Look through the data below and return each line where "covered" appears.

Saved entries
========================

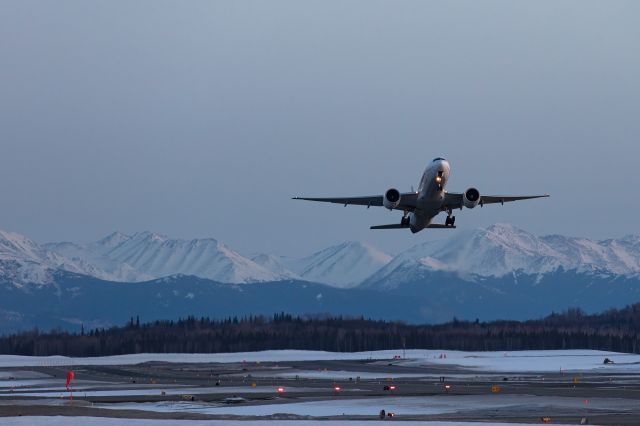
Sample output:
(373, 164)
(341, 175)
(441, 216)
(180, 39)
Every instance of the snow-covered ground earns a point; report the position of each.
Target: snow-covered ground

========================

- _REPLY TO THE EXERCISE_
Every instance of the snow-covered ground earns a point; report the position of each.
Target: snow-covered ground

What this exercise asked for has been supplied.